--- START OF Provided text ---
I have to say I'm jealous, reagardless of me agreeing with what you say or not you are so far ahead of the game at 16 knowledge wise.  I didn't really have the net to tap into at that age so my "vast knowledge" came from bullshit magazines that lead to me wasting 10 years of lifting.  Oh, and don't forget all the crap supplements I had to have because the 50 set routines weren't working!!!


----------



## Squaggleboggin (Oct 25, 2005)

benverner said:
			
		

> Squag,
> 
> I have to say I'm jealous, reagardless of me agreeing with what you say or not you are so far ahead of the game at 16 knowledge wise. I didn't really have the net to tap into at that age so my "vast knowledge" came from bullshit magazines that lead to me wasting 10 years of lifting. Oh, and don't forget all the crap supplements I had to have because the 50 set routines weren't working!!!
--- END OF Provided text ---
--- START OF Data supplied ---
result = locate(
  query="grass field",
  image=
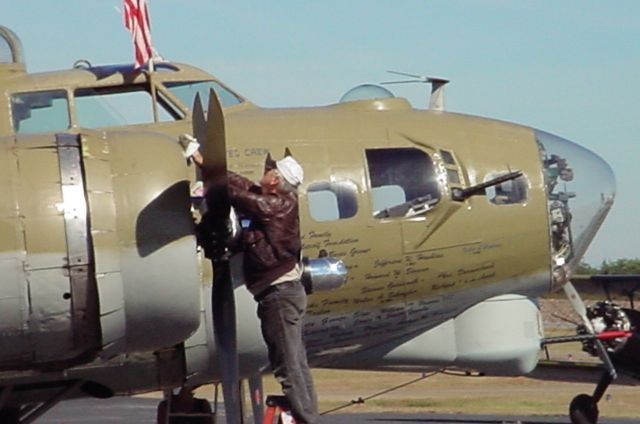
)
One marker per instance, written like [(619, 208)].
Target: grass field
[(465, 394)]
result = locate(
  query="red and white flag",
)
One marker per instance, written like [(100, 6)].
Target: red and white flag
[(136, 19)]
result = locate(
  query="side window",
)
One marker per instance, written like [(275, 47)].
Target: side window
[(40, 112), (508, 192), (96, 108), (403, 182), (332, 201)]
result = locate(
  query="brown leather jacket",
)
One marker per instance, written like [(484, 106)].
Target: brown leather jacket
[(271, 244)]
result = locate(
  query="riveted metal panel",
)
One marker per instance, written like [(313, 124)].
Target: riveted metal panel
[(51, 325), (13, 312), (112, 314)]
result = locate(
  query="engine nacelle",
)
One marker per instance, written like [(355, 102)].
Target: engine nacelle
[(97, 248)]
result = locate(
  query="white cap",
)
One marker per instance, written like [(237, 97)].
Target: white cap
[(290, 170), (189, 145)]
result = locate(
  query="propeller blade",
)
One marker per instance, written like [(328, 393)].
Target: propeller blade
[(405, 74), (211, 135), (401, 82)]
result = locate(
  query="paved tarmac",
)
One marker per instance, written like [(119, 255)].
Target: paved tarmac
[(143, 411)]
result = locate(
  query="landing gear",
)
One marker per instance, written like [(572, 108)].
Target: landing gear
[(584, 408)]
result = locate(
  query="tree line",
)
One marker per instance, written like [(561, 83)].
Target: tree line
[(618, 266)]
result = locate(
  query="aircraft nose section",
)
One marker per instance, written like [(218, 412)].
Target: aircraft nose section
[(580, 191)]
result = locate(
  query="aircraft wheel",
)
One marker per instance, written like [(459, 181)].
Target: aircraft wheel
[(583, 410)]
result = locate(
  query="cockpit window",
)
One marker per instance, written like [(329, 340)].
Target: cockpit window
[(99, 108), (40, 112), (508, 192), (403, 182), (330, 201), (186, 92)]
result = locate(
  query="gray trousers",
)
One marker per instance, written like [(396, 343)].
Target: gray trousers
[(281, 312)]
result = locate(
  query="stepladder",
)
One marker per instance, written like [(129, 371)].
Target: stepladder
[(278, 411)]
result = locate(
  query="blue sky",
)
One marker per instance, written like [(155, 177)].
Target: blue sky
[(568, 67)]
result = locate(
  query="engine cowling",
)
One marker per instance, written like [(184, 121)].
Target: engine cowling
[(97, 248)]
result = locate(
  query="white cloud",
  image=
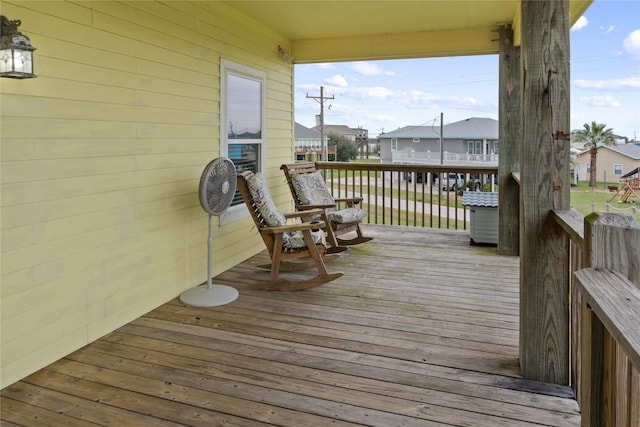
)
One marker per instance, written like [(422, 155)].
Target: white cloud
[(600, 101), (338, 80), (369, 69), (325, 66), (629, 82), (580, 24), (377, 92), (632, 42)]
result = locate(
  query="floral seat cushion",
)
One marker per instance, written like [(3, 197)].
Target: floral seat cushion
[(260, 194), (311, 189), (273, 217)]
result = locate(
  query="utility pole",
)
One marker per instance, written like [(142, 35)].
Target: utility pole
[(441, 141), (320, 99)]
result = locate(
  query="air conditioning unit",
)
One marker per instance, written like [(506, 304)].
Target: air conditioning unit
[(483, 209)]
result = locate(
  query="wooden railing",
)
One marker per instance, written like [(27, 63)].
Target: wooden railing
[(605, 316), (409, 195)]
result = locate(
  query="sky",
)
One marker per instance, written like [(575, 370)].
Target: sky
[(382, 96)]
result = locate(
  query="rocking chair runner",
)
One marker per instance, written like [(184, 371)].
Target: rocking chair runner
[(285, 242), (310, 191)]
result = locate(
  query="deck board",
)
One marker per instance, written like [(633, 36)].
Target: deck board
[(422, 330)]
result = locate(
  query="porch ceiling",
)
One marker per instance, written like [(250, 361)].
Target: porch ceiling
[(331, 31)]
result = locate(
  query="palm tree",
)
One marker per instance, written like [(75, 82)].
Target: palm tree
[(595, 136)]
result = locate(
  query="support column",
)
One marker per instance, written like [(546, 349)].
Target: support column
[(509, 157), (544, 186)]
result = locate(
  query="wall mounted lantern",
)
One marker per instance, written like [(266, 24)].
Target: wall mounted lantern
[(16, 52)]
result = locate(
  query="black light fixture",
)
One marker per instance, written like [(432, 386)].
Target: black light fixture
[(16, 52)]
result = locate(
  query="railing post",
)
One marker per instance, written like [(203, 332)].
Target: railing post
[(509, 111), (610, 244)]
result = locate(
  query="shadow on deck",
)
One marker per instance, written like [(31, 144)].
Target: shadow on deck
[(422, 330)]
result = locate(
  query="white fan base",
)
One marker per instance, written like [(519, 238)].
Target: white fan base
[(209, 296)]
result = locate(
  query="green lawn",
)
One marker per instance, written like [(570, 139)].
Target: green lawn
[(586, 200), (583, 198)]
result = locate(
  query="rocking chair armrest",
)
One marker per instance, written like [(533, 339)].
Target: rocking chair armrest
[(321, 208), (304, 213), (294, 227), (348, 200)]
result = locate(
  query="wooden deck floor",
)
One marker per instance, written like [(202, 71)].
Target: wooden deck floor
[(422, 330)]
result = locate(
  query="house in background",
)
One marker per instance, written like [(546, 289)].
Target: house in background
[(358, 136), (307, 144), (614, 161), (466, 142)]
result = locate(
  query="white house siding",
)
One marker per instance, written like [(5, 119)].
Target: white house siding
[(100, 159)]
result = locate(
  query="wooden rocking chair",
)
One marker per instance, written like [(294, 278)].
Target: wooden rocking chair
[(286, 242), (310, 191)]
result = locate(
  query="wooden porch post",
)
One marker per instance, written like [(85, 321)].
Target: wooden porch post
--- END OF Data supplied ---
> [What is asked]
1. Using the lifting forum excerpt, answer each question on its own line:
(a) At what age does the writer say the other person is far ahead of the game knowledge-wise?
(b) How many years of lifting does the writer say were wasted?
(c) What date is shown next to the name Squaggleboggin?
2. For each statement, say yes or no according to the lifting forum excerpt, and quote the words that decide it:
(a) The writer's early knowledge came from magazines.
(b) The writer had the internet to draw on at that age.
(c) The 50 set routines were working.
3. Continue the lifting forum excerpt from the point where it stops.

> [Outputs for the tasks]
1.
(a) 16
(b) 10
(c) Oct 25, 2005

2.
(a) Yes: "my "vast knowledge" came from bullshit magazines"
(b) No: "I didn't really have the net to tap into at that age"
(c) No: "because the 50 set routines weren't working!!!"

3.
 Thanks. I do try my best to assimilate everything I can, especially when it comes to weightlifting. Unfortunately, most of my knowledge lies within strength training, so I'm trying to gather more pieces of information about diet and nutrition as well. Hopefully I can eventually have a career in exercise science and perhaps teach it one day. I love teaching others how to do exercises and explaining to them what each does and why I'm using it instead of something else. I also like being a lot stronger than most would think a dork is.


----------



## BigDyl (Oct 25, 2005)

ForemanRules said:
			
		

> These kids are on crack



Your on crack... cracker!


----------



## GFR (Oct 25, 2005)

BigDyl said:
			
		

> Your on crack... cracker!


----------



## Stu (Oct 25, 2005)

LAM said:
			
		

> crunches useless ?


 personally weighted ab exercises always seem more effective to me


----------



## Skate67 (Oct 25, 2005)

Deadlifts and squats by far.  I cant believe these idiots squatting and deadlifting in my gym.... I mean do they realize how useless those exercises are?!  I mean they are _completely_ useless, they don't even work anything.  Seriously.  If they only knew the half of it.  Poor guys; 20 minutes of their life they'll never get back....


----------



## GFR (Oct 25, 2005)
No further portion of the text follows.